Instructions to follow ->
Lines where the string "plush" appears are to be copied from the entries below.

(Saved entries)
-- -- --

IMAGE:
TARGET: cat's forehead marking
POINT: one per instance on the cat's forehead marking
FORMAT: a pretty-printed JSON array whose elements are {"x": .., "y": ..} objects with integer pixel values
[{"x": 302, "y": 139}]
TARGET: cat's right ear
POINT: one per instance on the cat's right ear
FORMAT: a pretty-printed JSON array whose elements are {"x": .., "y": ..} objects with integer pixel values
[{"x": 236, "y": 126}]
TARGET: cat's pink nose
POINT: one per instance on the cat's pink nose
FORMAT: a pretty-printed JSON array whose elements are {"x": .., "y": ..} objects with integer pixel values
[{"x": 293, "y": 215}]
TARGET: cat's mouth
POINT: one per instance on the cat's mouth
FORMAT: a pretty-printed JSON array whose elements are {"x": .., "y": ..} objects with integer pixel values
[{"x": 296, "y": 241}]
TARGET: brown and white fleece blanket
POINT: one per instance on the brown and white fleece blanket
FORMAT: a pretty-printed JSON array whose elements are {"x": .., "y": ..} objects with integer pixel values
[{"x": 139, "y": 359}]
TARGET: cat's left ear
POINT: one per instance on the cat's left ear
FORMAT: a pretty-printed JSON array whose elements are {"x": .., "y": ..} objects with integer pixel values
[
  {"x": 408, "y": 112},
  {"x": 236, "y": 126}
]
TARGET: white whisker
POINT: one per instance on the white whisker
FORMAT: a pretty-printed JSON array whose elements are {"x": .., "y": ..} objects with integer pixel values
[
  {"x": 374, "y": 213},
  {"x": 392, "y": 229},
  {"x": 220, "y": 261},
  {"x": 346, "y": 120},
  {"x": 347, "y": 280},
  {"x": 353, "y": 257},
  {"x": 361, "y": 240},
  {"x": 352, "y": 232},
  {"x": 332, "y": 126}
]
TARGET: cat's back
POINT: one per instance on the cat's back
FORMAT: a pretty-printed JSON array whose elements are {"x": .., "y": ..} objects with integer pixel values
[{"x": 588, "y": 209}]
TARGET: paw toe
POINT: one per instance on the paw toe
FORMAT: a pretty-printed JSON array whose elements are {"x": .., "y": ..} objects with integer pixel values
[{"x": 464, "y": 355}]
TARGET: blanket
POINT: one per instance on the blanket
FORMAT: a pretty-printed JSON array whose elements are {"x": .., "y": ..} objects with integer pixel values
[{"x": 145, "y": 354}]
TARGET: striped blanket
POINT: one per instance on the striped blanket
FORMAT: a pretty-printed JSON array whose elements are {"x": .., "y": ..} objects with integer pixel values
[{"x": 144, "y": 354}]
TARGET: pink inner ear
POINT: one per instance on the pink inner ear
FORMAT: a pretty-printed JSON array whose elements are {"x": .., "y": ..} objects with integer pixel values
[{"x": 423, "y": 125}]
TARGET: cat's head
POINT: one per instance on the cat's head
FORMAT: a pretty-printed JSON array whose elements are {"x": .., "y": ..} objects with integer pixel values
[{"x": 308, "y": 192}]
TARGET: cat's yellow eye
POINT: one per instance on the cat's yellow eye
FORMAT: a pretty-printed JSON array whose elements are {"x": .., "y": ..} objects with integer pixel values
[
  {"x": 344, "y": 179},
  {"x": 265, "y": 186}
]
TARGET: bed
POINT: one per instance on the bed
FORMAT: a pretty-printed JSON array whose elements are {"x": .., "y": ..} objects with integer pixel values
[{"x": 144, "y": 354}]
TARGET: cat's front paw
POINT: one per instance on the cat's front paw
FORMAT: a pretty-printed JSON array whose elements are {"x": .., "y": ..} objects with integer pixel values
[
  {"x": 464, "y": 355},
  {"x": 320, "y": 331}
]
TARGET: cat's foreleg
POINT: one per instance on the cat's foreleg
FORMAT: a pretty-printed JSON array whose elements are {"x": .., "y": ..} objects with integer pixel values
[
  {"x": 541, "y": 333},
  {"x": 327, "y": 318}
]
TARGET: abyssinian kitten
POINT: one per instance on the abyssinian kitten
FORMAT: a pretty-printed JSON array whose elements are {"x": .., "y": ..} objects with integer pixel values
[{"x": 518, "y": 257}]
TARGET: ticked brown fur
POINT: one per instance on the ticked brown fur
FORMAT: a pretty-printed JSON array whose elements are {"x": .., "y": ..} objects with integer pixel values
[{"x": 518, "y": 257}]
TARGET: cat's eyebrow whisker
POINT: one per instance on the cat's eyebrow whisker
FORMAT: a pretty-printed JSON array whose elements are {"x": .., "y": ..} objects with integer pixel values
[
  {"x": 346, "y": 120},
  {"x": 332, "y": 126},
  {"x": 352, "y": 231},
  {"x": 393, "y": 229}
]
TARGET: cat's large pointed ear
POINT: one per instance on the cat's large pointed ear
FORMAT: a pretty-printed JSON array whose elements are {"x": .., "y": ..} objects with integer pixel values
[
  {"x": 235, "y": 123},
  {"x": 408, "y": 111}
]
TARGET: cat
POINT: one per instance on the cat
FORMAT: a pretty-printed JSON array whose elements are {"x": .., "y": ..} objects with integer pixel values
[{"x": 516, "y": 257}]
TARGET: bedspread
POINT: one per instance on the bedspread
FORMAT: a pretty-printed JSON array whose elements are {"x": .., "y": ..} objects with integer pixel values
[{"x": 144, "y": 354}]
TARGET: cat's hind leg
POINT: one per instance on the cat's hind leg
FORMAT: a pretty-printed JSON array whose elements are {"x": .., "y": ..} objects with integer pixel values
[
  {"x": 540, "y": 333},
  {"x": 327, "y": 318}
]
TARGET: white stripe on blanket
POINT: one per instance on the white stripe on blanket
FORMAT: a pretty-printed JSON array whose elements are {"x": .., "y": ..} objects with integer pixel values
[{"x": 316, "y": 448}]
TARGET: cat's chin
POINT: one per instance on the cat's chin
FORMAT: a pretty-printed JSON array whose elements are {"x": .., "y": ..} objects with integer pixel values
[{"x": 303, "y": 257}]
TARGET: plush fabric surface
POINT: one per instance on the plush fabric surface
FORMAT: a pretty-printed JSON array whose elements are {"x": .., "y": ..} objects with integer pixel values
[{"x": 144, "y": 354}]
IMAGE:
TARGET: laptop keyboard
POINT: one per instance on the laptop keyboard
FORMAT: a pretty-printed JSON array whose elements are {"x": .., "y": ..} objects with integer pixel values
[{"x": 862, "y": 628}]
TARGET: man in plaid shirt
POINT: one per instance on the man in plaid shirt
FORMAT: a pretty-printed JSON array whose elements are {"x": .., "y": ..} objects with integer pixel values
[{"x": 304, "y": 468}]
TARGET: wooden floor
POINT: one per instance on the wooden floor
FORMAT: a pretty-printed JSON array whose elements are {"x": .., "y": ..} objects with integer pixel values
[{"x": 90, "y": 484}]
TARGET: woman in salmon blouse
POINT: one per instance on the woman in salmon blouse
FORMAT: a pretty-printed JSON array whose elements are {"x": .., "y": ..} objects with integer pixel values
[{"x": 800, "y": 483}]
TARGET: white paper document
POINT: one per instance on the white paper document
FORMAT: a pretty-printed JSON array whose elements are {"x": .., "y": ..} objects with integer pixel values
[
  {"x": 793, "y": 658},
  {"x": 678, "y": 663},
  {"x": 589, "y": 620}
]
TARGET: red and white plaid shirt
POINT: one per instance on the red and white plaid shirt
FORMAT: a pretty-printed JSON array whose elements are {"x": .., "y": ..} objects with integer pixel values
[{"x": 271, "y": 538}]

-- -- --

Problem solution ->
TARGET: plush fabric surface
POINT: one per instance on the plush fabric surface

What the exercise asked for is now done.